§ TEXTE FOURNI:
+-------+

Concile de Jérusalem

Le « concile de Jérusalem » (ou « assemblée de Jérusalem » ou « réunion de Jérusalem » ou encore « concile des apôtres ») est un ensemble de discussions tenues au milieu du Ier siècle (à partir de l'année 49) sous la direction de Jacques le Juste et sanctionnant l'ouverture de la communauté des Juifs chrétiens aux « païens ».

Ces débats ont été relatés par Paul de Tarse dans son Épître aux Galates, rédigée peu après, en 50/51. Ils sont également décrits dans le chapitre 15 des Actes des Apôtres, ouvrage datant du début des années 80.

Contexte[modifier | modifier le code]

Icône de Jacques le Juste, frère de Jésus ou, pour les catholiques, plutôt un parent proche " cousin ", et premier évêque de Jérusalem.

+-------+

§ EXPLORER LE DOCUMENT:
**a)** D'après le texte sur le concile de Jérusalem, lequel des deux récits des débats a été écrit le plus près des faits, et qu'est-ce qui le montre ? Répondez en une à trois phrases.
**b)** Prolongez le texte sur le concile de Jérusalem après sa dernière phrase, dans la section « Contexte ».
Les entrées n'ont aucun rapport avec le texte fourni.

+-------+

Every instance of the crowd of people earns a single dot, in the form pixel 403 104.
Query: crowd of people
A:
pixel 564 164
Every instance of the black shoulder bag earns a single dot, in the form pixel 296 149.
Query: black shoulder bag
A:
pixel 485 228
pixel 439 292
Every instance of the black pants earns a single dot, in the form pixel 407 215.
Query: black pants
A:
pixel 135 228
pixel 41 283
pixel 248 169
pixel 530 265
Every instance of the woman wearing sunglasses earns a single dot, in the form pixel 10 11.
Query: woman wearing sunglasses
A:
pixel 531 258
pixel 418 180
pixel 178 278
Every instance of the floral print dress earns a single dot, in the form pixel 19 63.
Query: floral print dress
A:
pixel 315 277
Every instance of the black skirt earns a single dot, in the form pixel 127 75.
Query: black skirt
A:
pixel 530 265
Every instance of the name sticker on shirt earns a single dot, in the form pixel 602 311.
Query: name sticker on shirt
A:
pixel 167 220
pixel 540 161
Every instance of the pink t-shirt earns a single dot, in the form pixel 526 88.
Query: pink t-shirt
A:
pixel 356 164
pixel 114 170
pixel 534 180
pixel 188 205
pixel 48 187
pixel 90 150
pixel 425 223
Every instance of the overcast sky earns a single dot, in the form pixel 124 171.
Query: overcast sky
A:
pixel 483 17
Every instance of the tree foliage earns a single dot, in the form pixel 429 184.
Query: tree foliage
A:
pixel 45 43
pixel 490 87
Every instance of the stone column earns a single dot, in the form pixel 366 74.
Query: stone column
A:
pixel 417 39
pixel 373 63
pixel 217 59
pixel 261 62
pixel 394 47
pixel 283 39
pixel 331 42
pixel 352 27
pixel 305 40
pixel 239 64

+-------+

§ RÉPONSES AUX CONSIGNES:
**a)** C'est le récit de l'Épître aux Galates, que Paul de Tarse a rédigée peu après les débats, en 50/51. Le chapitre 15 des Actes des Apôtres appartient à un ouvrage qui date seulement du début des années 80.

**b)**
D'après les Actes des Apôtres, à la suite du retour de Paul de Tarse et de Barnabé d'Antioche, une controverse se pose au sein des tenants de Jésus de Nazareth sur la possibilité du salut des non-Juifs ; la question est alors portée à Jérusalem[1].

Une réunion d'apôtres, représentés par Pierre, et d'anciens, représentés par Jacques le Juste, s'y tient pour répondre plus précisément à la question de savoir si la circoncision est nécessaire au salut ou si la seule foi en Jésus est suffisante. Faut-il être d'abord Juif avant d'entrer dans la communauté ? La circoncision et la filiation juive sont-elles secondaires au point d'admettre des non-Juifs[2] ? La question se déplace sous l'influence de pharisiens devenus chrétiens[3] sur l'observance stricte de la Loi, y compris la circoncision tandis que Pierre expose comment les nations païennes sont devenues croyantes en entendant de sa bouche la parole de l'Évangile[4].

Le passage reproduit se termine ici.